Instructions for the task
Return each line of the records below that contains the word "like".

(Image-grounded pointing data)
╭──
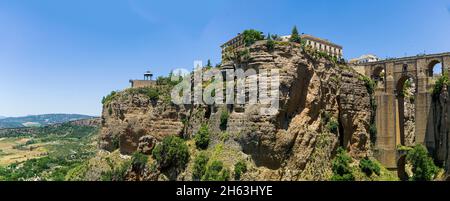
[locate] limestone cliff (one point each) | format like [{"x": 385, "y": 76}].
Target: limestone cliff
[
  {"x": 439, "y": 130},
  {"x": 323, "y": 105}
]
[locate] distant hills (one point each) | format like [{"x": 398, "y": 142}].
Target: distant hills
[{"x": 39, "y": 120}]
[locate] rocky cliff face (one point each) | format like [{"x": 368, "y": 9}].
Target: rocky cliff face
[
  {"x": 323, "y": 105},
  {"x": 440, "y": 144},
  {"x": 134, "y": 118}
]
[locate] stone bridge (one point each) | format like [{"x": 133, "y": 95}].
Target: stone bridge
[{"x": 391, "y": 76}]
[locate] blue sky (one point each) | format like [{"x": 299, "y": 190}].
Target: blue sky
[{"x": 62, "y": 56}]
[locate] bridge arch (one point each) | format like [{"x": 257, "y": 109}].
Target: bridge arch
[
  {"x": 401, "y": 168},
  {"x": 435, "y": 67},
  {"x": 378, "y": 73}
]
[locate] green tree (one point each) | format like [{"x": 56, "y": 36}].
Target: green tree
[
  {"x": 251, "y": 36},
  {"x": 216, "y": 172},
  {"x": 295, "y": 37},
  {"x": 138, "y": 161},
  {"x": 439, "y": 85},
  {"x": 172, "y": 152},
  {"x": 202, "y": 137},
  {"x": 239, "y": 169},
  {"x": 369, "y": 167},
  {"x": 341, "y": 166},
  {"x": 423, "y": 167},
  {"x": 199, "y": 169},
  {"x": 224, "y": 120},
  {"x": 209, "y": 65}
]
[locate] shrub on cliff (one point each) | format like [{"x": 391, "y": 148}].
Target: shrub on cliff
[
  {"x": 333, "y": 126},
  {"x": 109, "y": 97},
  {"x": 369, "y": 167},
  {"x": 138, "y": 161},
  {"x": 423, "y": 167},
  {"x": 270, "y": 44},
  {"x": 295, "y": 37},
  {"x": 116, "y": 174},
  {"x": 199, "y": 169},
  {"x": 216, "y": 172},
  {"x": 172, "y": 152},
  {"x": 202, "y": 137},
  {"x": 251, "y": 36},
  {"x": 239, "y": 169},
  {"x": 341, "y": 166},
  {"x": 150, "y": 92},
  {"x": 369, "y": 83},
  {"x": 224, "y": 120},
  {"x": 439, "y": 85}
]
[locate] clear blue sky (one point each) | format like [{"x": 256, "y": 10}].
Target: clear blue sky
[{"x": 62, "y": 56}]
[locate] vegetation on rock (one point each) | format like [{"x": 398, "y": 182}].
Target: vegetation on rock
[
  {"x": 250, "y": 36},
  {"x": 439, "y": 85},
  {"x": 172, "y": 152},
  {"x": 295, "y": 37},
  {"x": 224, "y": 120},
  {"x": 369, "y": 167},
  {"x": 239, "y": 168},
  {"x": 216, "y": 172},
  {"x": 423, "y": 167},
  {"x": 199, "y": 168},
  {"x": 202, "y": 137},
  {"x": 341, "y": 166}
]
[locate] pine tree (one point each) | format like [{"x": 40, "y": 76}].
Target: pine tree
[{"x": 295, "y": 37}]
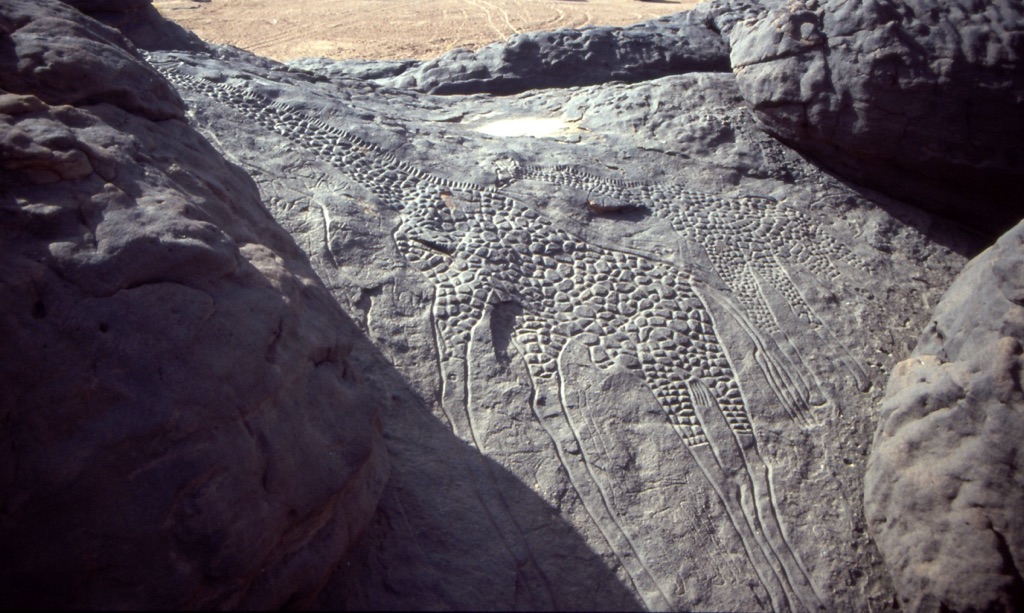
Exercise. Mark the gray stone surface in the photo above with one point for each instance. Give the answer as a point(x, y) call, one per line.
point(923, 99)
point(681, 43)
point(944, 486)
point(645, 341)
point(181, 423)
point(629, 350)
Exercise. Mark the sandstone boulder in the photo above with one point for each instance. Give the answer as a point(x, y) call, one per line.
point(181, 424)
point(921, 99)
point(944, 486)
point(590, 55)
╰──
Exercise result
[locate] limestone cliff (one point each) | format like [{"x": 385, "y": 76}].
[locate] distant hills (one point each) | format like [{"x": 398, "y": 142}].
[locate] rocky cliff face (one point each) | format like [{"x": 368, "y": 9}].
[locate] stone bridge (one point each) | format like [{"x": 133, "y": 95}].
[locate] blue sky (one point each) | format like [{"x": 299, "y": 190}].
[locate] bridge arch (one point each) | format like [{"x": 257, "y": 109}].
[locate] green tree (one point each) | format like [{"x": 56, "y": 36}].
[locate] shrub on cliff (one point each) | format like [{"x": 391, "y": 148}].
[locate] clear blue sky (one point each) | format like [{"x": 256, "y": 10}].
[locate] vegetation on rock (one point each) | format like [{"x": 398, "y": 182}].
[locate] pine tree (one point each) | format like [{"x": 40, "y": 76}].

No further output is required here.